» **Stated problem**: Can you convert each line of the listing below into a JSON list of strings, one string per line, with blank lines omitted?

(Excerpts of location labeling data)
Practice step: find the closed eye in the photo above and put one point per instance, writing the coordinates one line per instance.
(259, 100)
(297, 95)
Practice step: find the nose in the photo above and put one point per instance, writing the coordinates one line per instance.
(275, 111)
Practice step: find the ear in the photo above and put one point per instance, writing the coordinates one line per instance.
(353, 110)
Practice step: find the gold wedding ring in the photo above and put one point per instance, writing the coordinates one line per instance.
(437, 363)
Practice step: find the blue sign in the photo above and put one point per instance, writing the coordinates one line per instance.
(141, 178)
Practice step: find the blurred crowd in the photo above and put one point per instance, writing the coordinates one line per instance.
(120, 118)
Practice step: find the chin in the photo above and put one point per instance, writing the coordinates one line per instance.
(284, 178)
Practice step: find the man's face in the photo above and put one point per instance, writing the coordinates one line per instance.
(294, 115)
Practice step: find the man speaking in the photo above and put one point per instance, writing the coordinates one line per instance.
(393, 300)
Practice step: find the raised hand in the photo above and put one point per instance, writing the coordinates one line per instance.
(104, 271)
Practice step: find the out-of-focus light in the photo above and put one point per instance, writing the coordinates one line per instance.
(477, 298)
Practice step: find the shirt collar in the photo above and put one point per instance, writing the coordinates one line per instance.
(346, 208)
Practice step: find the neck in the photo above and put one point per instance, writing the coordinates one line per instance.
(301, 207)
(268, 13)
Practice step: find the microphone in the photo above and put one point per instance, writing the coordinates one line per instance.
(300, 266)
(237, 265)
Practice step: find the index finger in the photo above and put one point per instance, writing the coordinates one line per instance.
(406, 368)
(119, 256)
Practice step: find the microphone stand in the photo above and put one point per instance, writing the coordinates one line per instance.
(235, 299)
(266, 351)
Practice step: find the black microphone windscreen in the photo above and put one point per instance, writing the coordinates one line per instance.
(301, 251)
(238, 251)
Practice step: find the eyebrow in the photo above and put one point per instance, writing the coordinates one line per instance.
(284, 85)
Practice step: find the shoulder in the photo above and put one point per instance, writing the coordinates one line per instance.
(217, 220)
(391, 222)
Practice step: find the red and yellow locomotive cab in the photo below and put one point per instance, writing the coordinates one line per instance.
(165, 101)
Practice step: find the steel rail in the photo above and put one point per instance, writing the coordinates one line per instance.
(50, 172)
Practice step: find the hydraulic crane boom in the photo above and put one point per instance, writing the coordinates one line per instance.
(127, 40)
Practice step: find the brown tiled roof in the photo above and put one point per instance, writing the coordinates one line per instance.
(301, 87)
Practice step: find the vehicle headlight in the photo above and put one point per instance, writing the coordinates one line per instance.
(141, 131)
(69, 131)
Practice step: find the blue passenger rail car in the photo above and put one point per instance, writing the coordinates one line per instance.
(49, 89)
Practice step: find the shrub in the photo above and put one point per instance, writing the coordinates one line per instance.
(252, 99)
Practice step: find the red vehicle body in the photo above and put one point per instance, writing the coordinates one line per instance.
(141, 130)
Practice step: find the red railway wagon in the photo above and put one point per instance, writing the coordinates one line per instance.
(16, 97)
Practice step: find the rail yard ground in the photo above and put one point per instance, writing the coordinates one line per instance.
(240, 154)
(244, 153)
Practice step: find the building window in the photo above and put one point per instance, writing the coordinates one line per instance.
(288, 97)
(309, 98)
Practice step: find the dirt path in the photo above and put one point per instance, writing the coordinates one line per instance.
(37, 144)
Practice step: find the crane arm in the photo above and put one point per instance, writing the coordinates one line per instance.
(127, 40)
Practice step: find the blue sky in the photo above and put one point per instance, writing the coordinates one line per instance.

» **Solution**:
[
  "Practice step: find the closed eye in the photo above and put one point per instance, writing the coordinates one line per instance.",
  "(259, 100)",
  "(297, 95)",
  "Practice step: find the nose in the photo above and put one point per instance, writing the coordinates one line per instance.",
  "(275, 111)",
  "Practice step: find the ear in the photo above and put one point per instance, writing the coordinates one line per instance.",
  "(353, 110)",
  "Practice step: find the gold wedding ring in the photo above and put one point per instance, writing the coordinates one line per instance.",
  "(437, 363)",
  "Practice step: find the blue sign in the photo above and put one point per instance, writing the coordinates one line per instance.",
  "(141, 178)",
  "Practice step: find the blurred crowd in the photo above and put one point per instance, writing the coordinates one line per instance.",
  "(120, 118)",
  "Practice step: find the chin in the photo above and put one point per instance, writing the coordinates one line per instance.",
  "(284, 178)",
  "Practice step: find the man's face in the photo above and put one point per instance, writing the coordinates one line per instance.",
  "(294, 115)",
  "Practice step: find the man speaking in the photo above and put one point per instance, writing the coordinates one line per instance.",
  "(393, 300)",
  "Practice step: find the raised hand in the photo above and put one point per instance, writing the coordinates one line per instance.",
  "(104, 271)",
  "Practice step: find the out-of-focus light in the photo above and put one point per instance, writing the coordinates one line per instance.",
  "(477, 298)",
  "Practice step: find the shirt collar in the photo above and put one point per instance, writing the coordinates one line per instance.",
  "(346, 208)",
  "Practice step: find the neck in the photo above and put one point per instance, writing the coordinates one line per instance.",
  "(301, 207)",
  "(268, 13)",
  "Practice step: find the microphone in the photo above and put one point per instance, writing the coordinates one line per instance.",
  "(300, 266)",
  "(237, 265)",
  "Practice step: find the index finger in the photo above and put one point per instance, writing the coordinates one line per instance.",
  "(406, 368)",
  "(119, 256)",
  "Practice step: find the microphone stand in the photo above and put one point per instance, writing the coordinates one line per instance.",
  "(235, 299)",
  "(266, 351)",
  "Practice step: find the black microphone windscreen in the photo above and put one point per instance, writing the coordinates one line per instance.",
  "(301, 251)",
  "(238, 251)",
  "Practice step: find the eyebrow in the photo above and put one point per instance, writing the coordinates one line per instance.",
  "(284, 85)",
  "Practice step: find the shoulder in the photo above and put one point per instance, writing the coordinates one line per instance.",
  "(217, 220)",
  "(391, 222)",
  "Practice step: find the red and yellow locomotive cab in the photo below and put one point per instance, writing the coordinates one line per instance.",
  "(165, 101)",
  "Practice step: find the steel rail in the photo above and put one point per instance, writing the coordinates one line per instance.",
  "(50, 172)",
  "Practice step: find the hydraulic crane boom in the photo above and put one point per instance, writing the coordinates one line per instance.",
  "(127, 40)",
  "Practice step: find the brown tiled roof in the photo above and put one point per instance, writing the coordinates one line per instance.",
  "(301, 87)",
  "Practice step: find the vehicle headlight in the photo above and put one point per instance, writing the coordinates one line per instance.",
  "(141, 131)",
  "(69, 131)",
  "Practice step: find the blue passenger rail car in the photo above and put one point per instance, writing the coordinates one line per instance.",
  "(49, 89)",
  "Practice step: find the shrub in the photo above and put one point per instance, writing the coordinates one line per instance.",
  "(252, 99)",
  "Practice step: find the red vehicle body in the photo above and put one point per instance, writing the coordinates one line per instance.",
  "(141, 130)",
  "Practice step: find the red railway wagon in the photo above and put one point per instance, writing the coordinates one line per instance.",
  "(16, 97)",
  "Practice step: find the rail yard ground in the photo above and put one point per instance, writing the coordinates one line per instance.",
  "(240, 154)",
  "(244, 153)",
  "Practice step: find the building window in the photo above and put one point per instance, writing the coordinates one line per instance.",
  "(288, 97)",
  "(309, 98)",
  "Practice step: find the dirt path in the photo above and put one point per instance, writing the coordinates one line per instance.",
  "(37, 144)",
  "Practice step: find the crane arm in the photo above and put one point per instance, writing the coordinates one line per instance.",
  "(127, 40)",
  "Practice step: find the blue sky in the photo above and put one point per instance, writing the coordinates one line per instance."
]